PROMPT:
Turn every line of the records below into a Markdown table with the columns Row and Line. Put the row number in Row and the line itself in Line, and skip blank lines.

Extracted data entries
────────
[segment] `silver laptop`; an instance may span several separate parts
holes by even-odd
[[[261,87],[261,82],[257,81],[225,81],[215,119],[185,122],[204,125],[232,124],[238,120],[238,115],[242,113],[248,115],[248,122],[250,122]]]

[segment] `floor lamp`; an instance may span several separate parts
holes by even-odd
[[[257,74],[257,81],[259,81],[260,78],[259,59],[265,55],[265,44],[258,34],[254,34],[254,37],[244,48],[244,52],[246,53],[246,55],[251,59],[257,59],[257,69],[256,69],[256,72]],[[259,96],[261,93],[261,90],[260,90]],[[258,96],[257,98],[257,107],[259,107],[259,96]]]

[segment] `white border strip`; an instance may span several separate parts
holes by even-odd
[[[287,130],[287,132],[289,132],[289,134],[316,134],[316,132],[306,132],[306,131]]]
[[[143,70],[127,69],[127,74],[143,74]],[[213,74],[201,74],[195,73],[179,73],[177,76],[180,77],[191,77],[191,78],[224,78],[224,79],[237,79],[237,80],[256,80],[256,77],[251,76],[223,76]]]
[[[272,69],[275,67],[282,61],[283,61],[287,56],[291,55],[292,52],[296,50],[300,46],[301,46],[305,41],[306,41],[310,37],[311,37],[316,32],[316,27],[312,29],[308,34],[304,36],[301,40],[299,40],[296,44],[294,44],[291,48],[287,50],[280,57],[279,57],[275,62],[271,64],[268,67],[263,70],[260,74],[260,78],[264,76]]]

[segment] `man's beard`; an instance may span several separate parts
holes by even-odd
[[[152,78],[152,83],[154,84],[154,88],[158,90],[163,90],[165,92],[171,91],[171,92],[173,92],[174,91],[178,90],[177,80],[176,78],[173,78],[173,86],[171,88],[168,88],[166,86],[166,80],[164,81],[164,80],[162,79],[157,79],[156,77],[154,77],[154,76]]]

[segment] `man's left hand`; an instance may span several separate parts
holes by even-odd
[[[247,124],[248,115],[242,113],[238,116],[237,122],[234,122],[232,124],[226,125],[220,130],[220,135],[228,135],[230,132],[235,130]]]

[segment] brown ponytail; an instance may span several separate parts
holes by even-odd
────────
FINISHED TASK:
| Row | Line |
|---|---|
| 1 | [segment] `silver laptop`; an instance may span several separate parts |
| 2 | holes by even-odd |
| 3 | [[[261,87],[261,82],[257,81],[225,81],[215,119],[185,122],[204,125],[232,124],[238,120],[238,115],[242,113],[248,115],[248,122],[250,122]]] |
| 4 | [segment] `floor lamp`; an instance may span several separate parts |
| 5 | holes by even-odd |
| 6 | [[[257,74],[257,81],[259,81],[260,78],[259,59],[265,55],[265,44],[258,34],[254,34],[254,37],[244,48],[244,52],[246,53],[246,55],[251,59],[257,59],[257,69],[256,69],[256,72]],[[259,96],[261,93],[261,90],[260,90]],[[258,96],[257,98],[257,107],[259,107],[259,96]]] |
| 7 | [segment] `white border strip`; an instance may span several separate parts |
| 8 | holes by even-odd |
| 9 | [[[287,130],[287,132],[289,132],[289,134],[316,134],[316,132],[306,132],[306,131]]] |
| 10 | [[[143,70],[127,69],[127,74],[143,74]],[[213,74],[201,74],[195,73],[179,73],[177,76],[180,77],[191,77],[191,78],[224,78],[224,79],[237,79],[237,80],[256,80],[256,77],[251,76],[223,76]]] |
| 11 | [[[272,69],[275,67],[282,61],[283,61],[287,56],[291,55],[292,52],[296,50],[300,46],[301,46],[305,41],[306,41],[310,37],[311,37],[316,32],[316,27],[312,29],[308,34],[304,36],[301,40],[299,40],[296,44],[294,44],[291,48],[287,50],[280,57],[279,57],[275,62],[271,64],[268,67],[263,70],[260,74],[260,78],[264,76]]] |
| 12 | [segment] `man's beard`; an instance may span several separate parts |
| 13 | holes by even-odd |
| 14 | [[[152,78],[152,83],[154,84],[154,88],[158,90],[163,90],[165,92],[171,91],[171,92],[173,92],[174,91],[178,90],[177,80],[176,78],[173,78],[173,86],[171,88],[168,88],[166,86],[166,80],[164,81],[164,80],[162,79],[157,79],[156,77],[154,77],[154,76]]] |
| 15 | [segment] `man's left hand`; an instance may span several separate parts |
| 16 | holes by even-odd |
| 17 | [[[247,124],[248,115],[242,113],[238,116],[237,122],[234,122],[232,124],[226,125],[220,130],[220,135],[228,135],[230,132],[235,130]]] |
| 18 | [segment] brown ponytail; an instance may span several separate parts |
| 19 | holes by even-odd |